[Natural-language object grounding data]
====

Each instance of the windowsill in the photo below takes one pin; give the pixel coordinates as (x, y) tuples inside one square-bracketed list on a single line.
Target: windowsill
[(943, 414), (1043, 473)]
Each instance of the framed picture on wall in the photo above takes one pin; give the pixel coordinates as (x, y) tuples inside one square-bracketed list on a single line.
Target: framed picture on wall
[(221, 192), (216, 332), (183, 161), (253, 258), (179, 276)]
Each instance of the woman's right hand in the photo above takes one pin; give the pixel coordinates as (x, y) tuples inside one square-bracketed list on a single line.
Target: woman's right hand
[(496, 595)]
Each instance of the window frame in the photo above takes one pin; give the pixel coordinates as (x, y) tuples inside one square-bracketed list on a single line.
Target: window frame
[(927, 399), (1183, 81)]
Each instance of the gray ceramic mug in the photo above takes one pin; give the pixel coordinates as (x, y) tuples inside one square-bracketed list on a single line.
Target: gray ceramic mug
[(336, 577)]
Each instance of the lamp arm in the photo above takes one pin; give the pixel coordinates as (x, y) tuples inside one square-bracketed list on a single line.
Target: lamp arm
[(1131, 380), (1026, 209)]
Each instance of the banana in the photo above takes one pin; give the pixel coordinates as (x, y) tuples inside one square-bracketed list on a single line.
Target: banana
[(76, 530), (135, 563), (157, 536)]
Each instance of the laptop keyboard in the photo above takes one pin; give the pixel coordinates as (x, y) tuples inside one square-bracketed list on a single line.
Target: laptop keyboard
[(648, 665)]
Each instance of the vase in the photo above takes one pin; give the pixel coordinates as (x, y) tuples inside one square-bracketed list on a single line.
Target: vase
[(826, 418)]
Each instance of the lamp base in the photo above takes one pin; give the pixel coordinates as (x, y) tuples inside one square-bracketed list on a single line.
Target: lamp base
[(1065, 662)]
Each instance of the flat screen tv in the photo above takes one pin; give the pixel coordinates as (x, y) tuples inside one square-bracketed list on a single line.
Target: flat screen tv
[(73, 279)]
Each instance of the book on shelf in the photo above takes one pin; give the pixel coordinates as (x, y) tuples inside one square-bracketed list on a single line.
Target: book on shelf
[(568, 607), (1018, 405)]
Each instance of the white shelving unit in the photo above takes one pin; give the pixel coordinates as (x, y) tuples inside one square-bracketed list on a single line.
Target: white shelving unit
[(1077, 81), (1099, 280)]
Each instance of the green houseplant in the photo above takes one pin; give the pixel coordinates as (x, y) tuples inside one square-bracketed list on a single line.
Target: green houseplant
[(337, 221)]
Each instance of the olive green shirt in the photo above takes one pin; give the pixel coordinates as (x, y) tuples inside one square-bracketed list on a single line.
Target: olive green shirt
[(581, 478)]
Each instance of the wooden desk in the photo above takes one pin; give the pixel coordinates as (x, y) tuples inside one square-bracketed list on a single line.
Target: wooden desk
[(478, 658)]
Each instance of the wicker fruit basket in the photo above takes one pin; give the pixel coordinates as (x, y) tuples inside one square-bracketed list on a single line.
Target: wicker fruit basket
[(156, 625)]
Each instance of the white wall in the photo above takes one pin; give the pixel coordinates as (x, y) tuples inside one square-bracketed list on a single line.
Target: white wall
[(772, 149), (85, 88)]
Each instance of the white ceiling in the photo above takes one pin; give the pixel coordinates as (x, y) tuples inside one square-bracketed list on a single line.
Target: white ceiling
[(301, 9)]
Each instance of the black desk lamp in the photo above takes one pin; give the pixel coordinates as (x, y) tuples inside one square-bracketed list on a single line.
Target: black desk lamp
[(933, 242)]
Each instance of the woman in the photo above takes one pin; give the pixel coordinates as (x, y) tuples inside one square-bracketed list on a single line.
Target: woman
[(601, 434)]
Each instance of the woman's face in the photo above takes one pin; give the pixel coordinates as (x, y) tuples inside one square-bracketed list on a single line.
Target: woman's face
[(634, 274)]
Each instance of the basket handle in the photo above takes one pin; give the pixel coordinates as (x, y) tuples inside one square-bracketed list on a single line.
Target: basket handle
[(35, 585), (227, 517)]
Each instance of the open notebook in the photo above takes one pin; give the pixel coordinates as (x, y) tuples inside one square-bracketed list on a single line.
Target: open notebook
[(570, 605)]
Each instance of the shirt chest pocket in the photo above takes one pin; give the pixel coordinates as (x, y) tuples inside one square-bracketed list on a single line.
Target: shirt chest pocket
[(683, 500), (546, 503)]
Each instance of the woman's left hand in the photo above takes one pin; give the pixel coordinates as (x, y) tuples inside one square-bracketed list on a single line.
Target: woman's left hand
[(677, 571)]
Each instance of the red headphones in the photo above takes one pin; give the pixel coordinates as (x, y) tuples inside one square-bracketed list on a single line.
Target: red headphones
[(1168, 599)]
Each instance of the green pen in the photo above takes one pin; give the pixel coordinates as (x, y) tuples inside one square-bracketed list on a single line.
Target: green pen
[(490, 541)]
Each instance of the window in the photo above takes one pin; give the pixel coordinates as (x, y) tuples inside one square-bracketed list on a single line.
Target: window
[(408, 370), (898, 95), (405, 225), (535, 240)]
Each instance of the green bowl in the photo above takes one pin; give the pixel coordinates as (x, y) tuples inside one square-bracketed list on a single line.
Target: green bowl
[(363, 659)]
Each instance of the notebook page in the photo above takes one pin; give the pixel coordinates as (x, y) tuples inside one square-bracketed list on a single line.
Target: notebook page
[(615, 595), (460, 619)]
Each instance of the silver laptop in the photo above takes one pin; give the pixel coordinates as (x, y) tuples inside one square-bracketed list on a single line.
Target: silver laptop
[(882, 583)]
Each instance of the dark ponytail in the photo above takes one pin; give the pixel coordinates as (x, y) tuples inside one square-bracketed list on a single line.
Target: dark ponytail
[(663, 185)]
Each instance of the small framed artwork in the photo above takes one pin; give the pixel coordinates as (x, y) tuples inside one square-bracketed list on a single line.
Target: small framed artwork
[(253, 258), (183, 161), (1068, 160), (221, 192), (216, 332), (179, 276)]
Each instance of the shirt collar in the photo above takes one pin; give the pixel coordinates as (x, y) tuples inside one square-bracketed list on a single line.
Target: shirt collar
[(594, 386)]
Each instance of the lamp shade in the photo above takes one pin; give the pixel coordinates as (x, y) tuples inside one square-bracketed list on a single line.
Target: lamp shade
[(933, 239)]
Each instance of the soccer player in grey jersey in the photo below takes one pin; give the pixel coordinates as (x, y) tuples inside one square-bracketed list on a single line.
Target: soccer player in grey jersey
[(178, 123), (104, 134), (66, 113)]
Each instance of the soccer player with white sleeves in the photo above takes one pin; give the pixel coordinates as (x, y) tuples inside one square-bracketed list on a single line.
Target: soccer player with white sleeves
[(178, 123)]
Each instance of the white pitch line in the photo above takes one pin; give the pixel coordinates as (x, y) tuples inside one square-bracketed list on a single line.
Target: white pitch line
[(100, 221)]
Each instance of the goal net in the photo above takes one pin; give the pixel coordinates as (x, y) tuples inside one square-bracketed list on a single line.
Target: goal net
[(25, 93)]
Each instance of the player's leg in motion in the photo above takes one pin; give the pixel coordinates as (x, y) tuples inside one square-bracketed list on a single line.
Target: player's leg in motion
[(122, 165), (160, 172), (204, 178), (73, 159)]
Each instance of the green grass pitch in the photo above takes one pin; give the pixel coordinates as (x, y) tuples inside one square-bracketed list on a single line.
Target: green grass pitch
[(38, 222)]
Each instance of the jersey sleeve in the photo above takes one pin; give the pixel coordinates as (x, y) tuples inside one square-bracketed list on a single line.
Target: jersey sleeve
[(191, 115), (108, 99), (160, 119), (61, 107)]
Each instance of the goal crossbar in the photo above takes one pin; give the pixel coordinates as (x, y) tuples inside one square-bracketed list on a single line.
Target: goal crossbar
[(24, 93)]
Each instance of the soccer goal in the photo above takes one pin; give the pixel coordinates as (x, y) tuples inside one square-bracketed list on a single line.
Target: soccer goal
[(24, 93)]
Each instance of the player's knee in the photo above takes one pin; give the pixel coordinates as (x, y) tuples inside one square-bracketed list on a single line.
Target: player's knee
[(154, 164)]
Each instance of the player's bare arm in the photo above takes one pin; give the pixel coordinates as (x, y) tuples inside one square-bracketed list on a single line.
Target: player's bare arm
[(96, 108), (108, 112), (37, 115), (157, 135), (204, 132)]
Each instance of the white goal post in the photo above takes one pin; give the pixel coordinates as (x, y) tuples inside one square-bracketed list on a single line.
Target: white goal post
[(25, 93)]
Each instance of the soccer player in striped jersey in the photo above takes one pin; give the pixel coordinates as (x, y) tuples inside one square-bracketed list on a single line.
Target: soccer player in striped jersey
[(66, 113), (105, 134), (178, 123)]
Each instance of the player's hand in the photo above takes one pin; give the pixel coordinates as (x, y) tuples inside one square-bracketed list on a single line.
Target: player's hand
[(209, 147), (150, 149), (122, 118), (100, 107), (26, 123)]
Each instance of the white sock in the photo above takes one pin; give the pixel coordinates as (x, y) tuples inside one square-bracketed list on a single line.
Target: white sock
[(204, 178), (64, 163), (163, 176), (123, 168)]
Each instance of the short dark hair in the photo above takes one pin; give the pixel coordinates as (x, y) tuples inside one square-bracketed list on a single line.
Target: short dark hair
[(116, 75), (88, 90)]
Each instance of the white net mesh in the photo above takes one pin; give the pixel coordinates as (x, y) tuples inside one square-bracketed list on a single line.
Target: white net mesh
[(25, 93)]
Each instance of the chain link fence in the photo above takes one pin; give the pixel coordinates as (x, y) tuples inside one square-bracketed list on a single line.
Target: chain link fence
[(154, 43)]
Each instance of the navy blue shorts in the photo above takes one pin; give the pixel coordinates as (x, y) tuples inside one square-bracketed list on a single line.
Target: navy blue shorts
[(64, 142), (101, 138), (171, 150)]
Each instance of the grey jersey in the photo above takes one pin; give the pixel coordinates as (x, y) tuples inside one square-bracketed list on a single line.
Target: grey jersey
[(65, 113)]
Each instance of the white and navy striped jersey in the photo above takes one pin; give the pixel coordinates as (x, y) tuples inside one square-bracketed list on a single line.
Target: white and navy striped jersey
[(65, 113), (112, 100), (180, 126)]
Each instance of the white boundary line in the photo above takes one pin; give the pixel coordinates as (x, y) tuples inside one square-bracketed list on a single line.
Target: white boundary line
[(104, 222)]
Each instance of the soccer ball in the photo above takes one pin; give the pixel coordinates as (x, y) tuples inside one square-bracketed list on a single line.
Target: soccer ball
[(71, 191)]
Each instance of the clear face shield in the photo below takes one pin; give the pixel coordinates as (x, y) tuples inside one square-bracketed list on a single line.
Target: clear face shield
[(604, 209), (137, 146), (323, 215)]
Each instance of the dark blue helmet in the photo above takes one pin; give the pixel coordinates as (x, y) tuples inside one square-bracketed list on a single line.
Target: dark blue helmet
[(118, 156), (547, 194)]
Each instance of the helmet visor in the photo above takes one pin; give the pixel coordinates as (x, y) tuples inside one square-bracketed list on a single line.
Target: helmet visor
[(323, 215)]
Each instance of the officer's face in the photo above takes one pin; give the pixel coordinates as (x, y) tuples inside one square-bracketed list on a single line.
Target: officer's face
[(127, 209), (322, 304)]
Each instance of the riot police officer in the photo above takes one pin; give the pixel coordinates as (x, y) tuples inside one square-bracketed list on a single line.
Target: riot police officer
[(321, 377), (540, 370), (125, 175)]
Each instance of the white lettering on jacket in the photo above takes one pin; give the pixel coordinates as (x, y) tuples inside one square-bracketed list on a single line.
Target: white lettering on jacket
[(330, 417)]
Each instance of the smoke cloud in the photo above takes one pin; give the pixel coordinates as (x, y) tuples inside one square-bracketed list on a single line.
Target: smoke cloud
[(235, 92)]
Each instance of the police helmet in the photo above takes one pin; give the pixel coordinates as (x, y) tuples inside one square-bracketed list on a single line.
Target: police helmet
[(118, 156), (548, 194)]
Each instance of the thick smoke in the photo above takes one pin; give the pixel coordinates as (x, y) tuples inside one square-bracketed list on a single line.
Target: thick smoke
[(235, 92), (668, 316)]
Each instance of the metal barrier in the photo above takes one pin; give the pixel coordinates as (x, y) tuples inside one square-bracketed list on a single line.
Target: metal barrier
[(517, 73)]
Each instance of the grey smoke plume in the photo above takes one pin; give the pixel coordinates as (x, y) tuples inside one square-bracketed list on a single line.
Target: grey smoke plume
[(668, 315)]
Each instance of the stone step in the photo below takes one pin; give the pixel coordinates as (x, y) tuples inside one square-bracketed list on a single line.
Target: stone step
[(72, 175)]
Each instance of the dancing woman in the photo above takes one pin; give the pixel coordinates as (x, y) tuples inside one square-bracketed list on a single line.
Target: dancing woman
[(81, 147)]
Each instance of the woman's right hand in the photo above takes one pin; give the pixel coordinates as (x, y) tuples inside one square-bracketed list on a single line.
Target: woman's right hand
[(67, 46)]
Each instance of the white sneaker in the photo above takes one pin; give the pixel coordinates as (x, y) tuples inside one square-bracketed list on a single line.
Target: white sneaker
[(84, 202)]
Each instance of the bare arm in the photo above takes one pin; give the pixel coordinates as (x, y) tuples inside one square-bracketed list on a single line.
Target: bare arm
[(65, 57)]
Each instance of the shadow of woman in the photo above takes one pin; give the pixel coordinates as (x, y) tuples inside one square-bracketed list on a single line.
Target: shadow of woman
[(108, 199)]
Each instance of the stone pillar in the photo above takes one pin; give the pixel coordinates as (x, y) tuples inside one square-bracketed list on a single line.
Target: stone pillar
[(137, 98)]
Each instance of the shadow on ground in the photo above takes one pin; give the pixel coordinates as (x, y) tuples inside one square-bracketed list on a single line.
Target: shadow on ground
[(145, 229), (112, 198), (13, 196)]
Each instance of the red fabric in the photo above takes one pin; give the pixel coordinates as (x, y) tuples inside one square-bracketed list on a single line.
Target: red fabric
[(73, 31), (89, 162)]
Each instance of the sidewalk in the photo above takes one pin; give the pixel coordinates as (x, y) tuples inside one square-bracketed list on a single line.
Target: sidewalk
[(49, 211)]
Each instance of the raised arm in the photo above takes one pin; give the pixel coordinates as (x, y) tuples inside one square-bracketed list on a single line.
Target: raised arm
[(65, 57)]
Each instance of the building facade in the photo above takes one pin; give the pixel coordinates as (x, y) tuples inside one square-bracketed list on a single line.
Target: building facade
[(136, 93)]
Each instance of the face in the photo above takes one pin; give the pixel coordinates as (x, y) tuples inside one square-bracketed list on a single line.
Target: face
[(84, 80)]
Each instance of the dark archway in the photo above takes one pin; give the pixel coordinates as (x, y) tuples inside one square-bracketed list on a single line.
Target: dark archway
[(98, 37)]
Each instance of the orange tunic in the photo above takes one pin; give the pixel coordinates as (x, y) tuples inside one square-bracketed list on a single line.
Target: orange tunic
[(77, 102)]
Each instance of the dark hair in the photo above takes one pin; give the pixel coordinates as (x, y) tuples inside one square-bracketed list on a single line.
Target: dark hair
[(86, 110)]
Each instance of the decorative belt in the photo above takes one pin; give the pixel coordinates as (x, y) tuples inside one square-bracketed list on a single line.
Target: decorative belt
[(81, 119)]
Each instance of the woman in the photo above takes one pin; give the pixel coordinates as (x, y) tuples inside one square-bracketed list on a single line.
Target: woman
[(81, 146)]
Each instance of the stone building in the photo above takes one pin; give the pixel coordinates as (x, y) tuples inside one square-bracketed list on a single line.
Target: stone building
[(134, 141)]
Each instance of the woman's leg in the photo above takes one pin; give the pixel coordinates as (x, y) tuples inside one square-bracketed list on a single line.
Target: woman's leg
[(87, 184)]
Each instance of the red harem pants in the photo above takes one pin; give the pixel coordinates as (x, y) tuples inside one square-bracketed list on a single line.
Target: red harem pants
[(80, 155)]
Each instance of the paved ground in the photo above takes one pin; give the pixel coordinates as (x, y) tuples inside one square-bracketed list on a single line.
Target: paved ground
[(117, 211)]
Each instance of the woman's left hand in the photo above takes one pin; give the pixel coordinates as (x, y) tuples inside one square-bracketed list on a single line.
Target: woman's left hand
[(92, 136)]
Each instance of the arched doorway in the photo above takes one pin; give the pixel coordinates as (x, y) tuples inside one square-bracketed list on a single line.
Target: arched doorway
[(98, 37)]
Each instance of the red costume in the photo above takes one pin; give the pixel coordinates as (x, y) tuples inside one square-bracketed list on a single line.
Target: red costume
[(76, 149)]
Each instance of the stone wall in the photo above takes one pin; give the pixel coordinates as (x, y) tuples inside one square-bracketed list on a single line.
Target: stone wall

====

* **YOUR INSTRUCTIONS**:
All lines above from the line with "Target: shirt collar" through the line with "Each instance of the soccer player in grey", both included, are to be set down exactly, with nothing else.

* **EXERCISE RESULT**:
Target: shirt collar
[(594, 386)]
Each instance of the lamp shade in the photo above takes one pin; give the pixel coordinates as (x, y) tuples inside one square-bracketed list on a single line.
Target: lamp shade
[(933, 239)]
Each instance of the soccer player in grey jersey in the photo below takes one pin; give the pixel coordinates as (x, y) tuples inside one square-bracketed list on a single line.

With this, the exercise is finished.